- _Passage to read_
○ ○ ○ ○ ○

I don't know, inconsiderate I guess, I'm pretty bummed about it, a pretty sad thing to do really IMO. This is the first Easter I haven't had an Easter dinner with family.
I guess I'll just order a pizza and watch The Amazing Race and Celebrity Apprentice tonight.
I'm alone, but that's been true for the last several years. I was expecting to have to work today, so I didn't make plans...and then my boss gave me the day off anyway.
I'm usually alone on holidays like these. My family and old friends live on the other side of the country.
Sometimes my colleagues take pity on me, and invite me over for dinner, but not for Easter.
I appreciate those invitations, but for the most part, I don't mind being alone. Easter doesn't mean a whole lot to me anyway. And Good Friday usually catches me by surprise. It's a public holiday, here in Canada and I can't count the number of times I've gone out on Good-Friday morning and wondered, "WTF--why is everything closed? Oh--wait--"
Ordering pizza sounds like a good idea. Especially since I've been washing dishes and cleaning my kitchen this afternoon.
I have my immediate family of wife and daughter to celebrate with. Because of the number of church gigs I have over this weekend, we chose not to travel. Because my family is sick of me putting my foot down on religious holidays about "gigs" and not being able to travel, they stayed home.
Lovely church service this morning, even if the pedal work left my groin sore, nice light lunch, and now steak for dinner. The Easter Bunny has been wonderful to my daughter, and I got plenty of yardwork done. We were even able to see the Doctor Who special.

○ ○ ○ ○ ○

- _Source data_
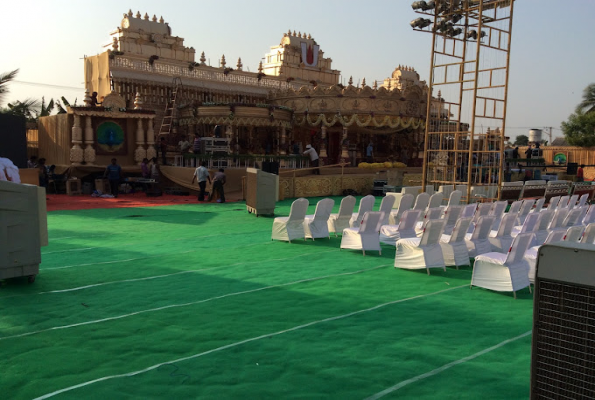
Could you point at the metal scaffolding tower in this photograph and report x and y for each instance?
(465, 122)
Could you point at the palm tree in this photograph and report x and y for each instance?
(5, 78)
(588, 103)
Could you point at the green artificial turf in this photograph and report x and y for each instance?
(196, 301)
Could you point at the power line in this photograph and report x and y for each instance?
(49, 85)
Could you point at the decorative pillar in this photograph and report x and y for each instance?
(140, 151)
(151, 152)
(345, 145)
(76, 152)
(323, 142)
(89, 150)
(283, 138)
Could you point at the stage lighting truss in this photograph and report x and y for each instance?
(464, 138)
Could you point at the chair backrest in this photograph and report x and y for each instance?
(498, 208)
(365, 204)
(506, 225)
(469, 210)
(519, 247)
(516, 206)
(589, 234)
(564, 202)
(409, 219)
(555, 236)
(435, 200)
(559, 216)
(460, 230)
(324, 208)
(572, 201)
(298, 210)
(432, 213)
(583, 200)
(452, 214)
(432, 232)
(590, 217)
(545, 220)
(553, 204)
(386, 205)
(531, 223)
(347, 206)
(422, 201)
(539, 204)
(574, 217)
(482, 228)
(574, 233)
(455, 198)
(371, 223)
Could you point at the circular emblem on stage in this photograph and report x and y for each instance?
(560, 158)
(110, 136)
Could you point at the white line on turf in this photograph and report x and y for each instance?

○ ○ ○ ○ ○

- _Requirements_
a: According to the Easter passage, in which country is Good Friday a public holiday?
b: Pick up the Easter passage after its final sentence and carry it on.

- _Answers for the exercise_
a: Canada

b:
I dunno. My Easter seems really quite complete without family hubbub.
Not really, my roommate is around and there are always people trying to get a hold of me. I kind of wish I could get some alone time now and again, I never really feel truly relaxed with other people around.
I am. Hasn't been a bad day, though. Nice out for dog walks, I've gotten some writing done, some house cleaning. Watched the Phillies win in a comeback against the Rockies.
Right now I'm finishing up preparation of butterflied pork chops, roast potatoes and french cut green beans. Smells yummy, and I'll be popping in a DVD while I eat.
I was supposed to be alone. But last night a close friend thought he had a heart attack. I spent the afternoon watching TV with him. He had to stay for observation and tests Monday AM.
Was just my husband and I, much like any other Sunday. I had completely forgotten it was Easter until I saw all the chocolate in the store. Neither my family nor my in-laws are religious, so there was no reason to celebrate Easter for us.